Extrait choisi
________________________________________
© Renato Mangolin
ƒ article de Nicolas Thevenot
Dans l’obscurité, sept présences immobiles, sept corps bientôt enfermés dans autant d’anneaux lumineux. Cadenassés. Corps retenus, contenus, empêchés. Chacun contraint à sa façon. Avant même qu’un mouvement ne s’initie, c’est l’articulation d’une parole qui échoue, réduite à un borborygme, et qui, pourtant, petit à petit, finira par ébrouer les corps des sept interprètes à la façon d’un spasme nerveux. Renato Cruz, chorégraphe brésilien, aborde cette pièce sous le prisme de la sociologie, et organise sa recherche depuis l’observation des pressions subies par les individus dans la société : incitation à être toujours plus productif, plus ambitieux, à se dépasser en passant devant les autres… Les corps sont ainsi isolés au plateau, comme autant d’entités distinctes. Un peu plus tard, être « pris à la gorge » ne sera plus une simple expression mais une réalité.
________________________________________
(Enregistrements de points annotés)
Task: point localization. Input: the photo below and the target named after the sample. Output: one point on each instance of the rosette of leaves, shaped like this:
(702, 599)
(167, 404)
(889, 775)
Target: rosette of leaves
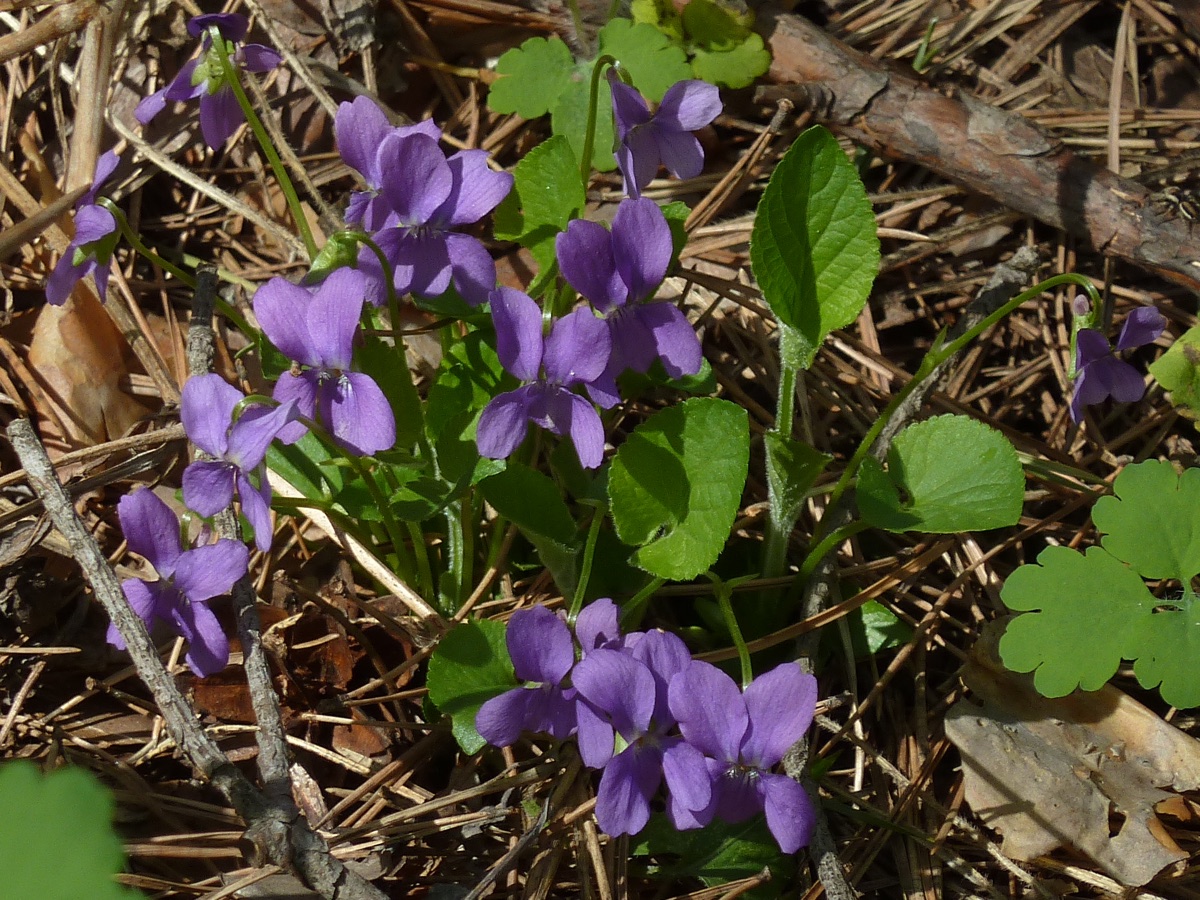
(1081, 613)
________________________________________
Consignes
• A. D'après l'extrait, de quel pays est le chorégraphe Renato Cruz ?
• B. Mettez les lignes des enregistrements dans une liste JSON de chaînes, à raison d'une chaîne par ligne, sans les lignes vides. Laissez les images de côté.
L'extrait et les enregistrements n'ont aucun lien entre eux.

Réponses
• A. Du Brésil.

• B.
[
  "Task: point localization. Input: the photo below and the target named after the sample. Output: one point on each instance of the rosette of leaves, shaped like this:",
  "(702, 599)",
  "(167, 404)",
  "(889, 775)",
  "Target: rosette of leaves",
  "(1081, 613)"
]